* Begin *

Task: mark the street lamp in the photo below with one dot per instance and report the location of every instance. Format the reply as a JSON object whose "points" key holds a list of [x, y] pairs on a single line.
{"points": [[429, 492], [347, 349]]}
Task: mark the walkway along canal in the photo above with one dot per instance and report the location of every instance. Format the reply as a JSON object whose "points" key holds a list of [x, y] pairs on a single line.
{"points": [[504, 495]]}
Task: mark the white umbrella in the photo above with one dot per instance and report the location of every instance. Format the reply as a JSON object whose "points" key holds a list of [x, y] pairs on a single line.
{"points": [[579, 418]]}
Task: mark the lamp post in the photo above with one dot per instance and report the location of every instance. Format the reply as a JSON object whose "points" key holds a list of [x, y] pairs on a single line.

* End *

Copy the rows above word for word, starting at the line that contains "Task: mark the walkway" and ending at the last line of the rows.

Task: mark the walkway along canal in the photo above with one dot per instance and report the location of every instance. Format the reply as a JSON object whose "points" key holds a list of [x, y] pairs on a single line.
{"points": [[504, 495]]}
Task: mark the white umbrella in the photo above with one dot per instance and report the location of every instance. Format the reply as a JSON object whose "points" key holds a list of [x, y] pairs on a single line.
{"points": [[579, 418]]}
Task: mark the lamp post in the photo above with one dot per instance and report the location of every instance. Format the reply as a JSON object whose "points" key holds a list of [x, y] pairs on a single line.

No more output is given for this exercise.